• _Extrait du document_
######

A cinq heures de l'après-midi





Je ne sais pas pourquoi, j'ai trouvé ce film beaucoup plus poignant, plus déchirant qu'Osama, peut-être parce qu'il n'y a pas un seul personnage vraiment antipathique, qu'ils sont tous poignants, oui, même le vieux con à barbe blanche, qui pleure sur la chute des talibans, puisque Kaboul et ses femmes peu à peu dévoilées est devenu une Babylone de péchés... rien à voir pourtant avec l'odieux mollah d'Osama, dans cet homme étroit, toujours tempêtant, demandant pardon à Dieu quand il voit une femme, mais qui en a deux sur le dos, sa fille et sa bru, la première voulant devenir présidente de la république, comme Benazir Bhutto au Pakistan (qui pourtant, lui rappelle une camarade d'école, a soutenu les talibans), la seconde ignorant qu'elle est déjà veuve, avec un enfant qui se meurt doucement, faute de lait. Mais ce n'est pas un mélodrame de bout en bout, il y a de jolis moments avec le poète à vélo, et ce dialogue souriant et drôle avec le soldat français. Et pour finir, quand le père part pour une ville "islamique" où les femmes ne se dévoilent pas, quand il épuise toute sa famille, tous ses biens sur la route, quand son âne meurt de faim, quand il faut brûler la charette pour réchauffer l'enfant, quand il le porte, et "non vois-tu ce n'est pas parce qu'il est gelé et qu'il ne bouge plus qu'il est mort, il dort l'enfant dort voyons", et comment lui annoncer à ma bru que son mari est mort, eh bien on ne le trouve plus antipathique, mais pathétique, comme cet autre vieillard assis sur le bord du chemin, son âne en train de mourir lui aussi de faim et de soif, parti trouver Mollah Omar pour lui dire de ne pas livrer Ben Laden, ce musulman, aux Américains infidèles, et qui ignore que la guerre a eu lieu et est finie.

C'est un film sur la période d'après la dictature, avec ses paumés nostalgiques de l'ancien régime, les réfugiés en masse qui reviennent, les filles qui veulent attraper la chance que la nouvelle ère leur offre, mais sans trop savoir de quelle façon on sort de sa condition.

samedi 28 mai 2005

Ricoeur

Je ne connaissais pas avant qu'il meurt, mon inculture en philosophie (euh... occidentale) est phénoménale, autant qu'en cinéma(euh... occidental aussi). Mais depuis sa mort, on en parle en long et en large sur France Culture. Ce matin, rediffusion chez Finkelkraut de son émission. Confirmation de ce que j'ai pu glaner toute la semaine : ça ne m'inspire guère, alors que trois mots de Jankélévitch sur cette même radio m'avait happée. Je me demande pourquoi. Je me demande si je ne suis pas avant tout sensible aux voix, plus qu'aux propos. La façon dont c'est parlé, qui serait comme la qualité sensible de la qualité intrinsèque.

######

[Données enregistrées]
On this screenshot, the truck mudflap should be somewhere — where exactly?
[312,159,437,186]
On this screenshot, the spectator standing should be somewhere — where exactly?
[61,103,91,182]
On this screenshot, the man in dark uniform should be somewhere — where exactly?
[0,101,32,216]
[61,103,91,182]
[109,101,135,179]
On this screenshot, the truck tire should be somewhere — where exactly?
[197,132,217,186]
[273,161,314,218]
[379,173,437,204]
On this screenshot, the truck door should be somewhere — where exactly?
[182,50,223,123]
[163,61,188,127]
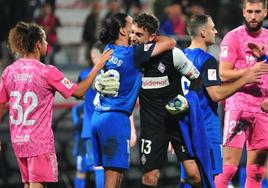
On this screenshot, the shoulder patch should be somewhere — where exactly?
[61,78,74,89]
[208,69,217,80]
[144,43,153,52]
[220,46,228,57]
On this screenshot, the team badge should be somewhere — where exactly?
[157,62,166,73]
[144,43,153,52]
[208,69,217,80]
[61,78,74,89]
[141,154,146,165]
[220,46,228,57]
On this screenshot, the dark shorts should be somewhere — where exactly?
[140,111,193,172]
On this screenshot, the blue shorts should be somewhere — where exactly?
[76,139,94,172]
[209,143,223,175]
[91,111,130,169]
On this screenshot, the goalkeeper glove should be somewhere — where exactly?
[93,71,120,96]
[165,95,189,115]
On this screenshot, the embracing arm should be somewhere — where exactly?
[151,35,176,56]
[219,62,246,82]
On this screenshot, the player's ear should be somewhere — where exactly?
[35,41,42,51]
[149,33,156,42]
[119,27,127,36]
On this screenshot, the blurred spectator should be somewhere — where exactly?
[103,0,120,20]
[153,0,172,21]
[82,1,101,57]
[36,3,61,65]
[187,3,205,18]
[123,0,142,16]
[159,3,186,36]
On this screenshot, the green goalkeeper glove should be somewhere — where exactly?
[165,95,189,115]
[94,71,120,96]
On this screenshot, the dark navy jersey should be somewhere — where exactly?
[78,67,96,138]
[96,43,155,114]
[183,48,221,142]
[139,50,183,126]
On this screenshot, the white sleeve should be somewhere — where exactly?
[172,48,200,80]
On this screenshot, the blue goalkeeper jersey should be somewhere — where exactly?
[78,67,96,138]
[183,48,222,143]
[96,43,155,114]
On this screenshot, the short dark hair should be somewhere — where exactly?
[99,13,128,44]
[8,22,45,56]
[133,13,159,33]
[187,14,211,37]
[243,0,267,9]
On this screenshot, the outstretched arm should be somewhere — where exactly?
[72,50,113,98]
[206,62,268,102]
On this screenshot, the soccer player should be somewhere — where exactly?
[0,22,112,188]
[216,0,268,188]
[91,13,176,188]
[178,14,268,188]
[131,14,201,187]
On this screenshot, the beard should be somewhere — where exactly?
[245,21,263,33]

######

• _Consignes_
1. Indiquez si chacune des affirmations suivantes concorde avec l'extrait consacré au film et à Ricoeur, en répondant par oui ou par non et en citant à l'identique les mots décisifs de cet extrait : (a) ce film est jugé moins poignant qu'Osama ; (b) le film contient un dialogue avec un soldat français ; (c) la personne qui écrit connaissait Ricoeur avant sa mort.
2. Reproduisez fidèlement, dans l'extrait consacré au film et à Ricoeur, le passage qui va de « Je ne connaissais » jusqu'à « la qualité intrinsèque. ».
3. Reprenez l'extrait consacré au film et à Ricoeur à l'endroit où il s'arrête, et poursuivez-en la rédaction.

• _Réponses_
1.
(a) Non : « j'ai trouvé ce film beaucoup plus poignant, plus déchirant qu'Osama ».
(b) Oui : « ce dialogue souriant et drôle avec le soldat français ».
(c) Non : « Je ne connaissais pas avant qu'il meurt ».

2.
Je ne connaissais pas avant qu'il meurt, mon inculture en philosophie (euh... occidentale) est phénoménale, autant qu'en cinéma(euh... occidental aussi). Mais depuis sa mort, on en parle en long et en large sur France Culture. Ce matin, rediffusion chez Finkelkraut de son émission. Confirmation de ce que j'ai pu glaner toute la semaine : ça ne m'inspire guère, alors que trois mots de Jankélévitch sur cette même radio m'avait happée. Je me demande pourquoi. Je me demande si je ne suis pas avant tout sensible aux voix, plus qu'aux propos. La façon dont c'est parlé, qui serait comme la qualité sensible de la qualité intrinsèque.

3.
Enfin, sur le pardon, le devoir de mémoire, il est tiède. Non, trop compact, sans levain. Trop raisonnable aussi, bien médiocre, alors que sur ces questions de pardon et d'oubli, Jankélévitch a eu la sagesse d'être déraisonnable, passionné, intransigeant, mais du coup, logique. On pardonne ou on ne pardonne pas, mais quand on choisit de se remémorer sans cesse, on ne passe pas l'éponge. J'adore Jankélévitch pour cette espèce de folie. Ce type m'émeut profondément. Peut-être à cause de son incapacité à pardonner, c'est-à-dire cesser de souffrir en se remémorant, non pas volontairement donc, mais parce que c'est comme cela, en lui, comme une sensibilité furieuse, qui correspond à ce que je vis dans la fidélité amoureuse, non pas un devoir corseté "j'y suis j'y reste et j'en suis fière", non pas l'incapacité à surmonter un "trauma" (explication psychanalytique, donc vraisemblablement fausse à 80%), mais autre chose, un je ne sais quoi, un presque rien, qui fait que l'on demeure à soi.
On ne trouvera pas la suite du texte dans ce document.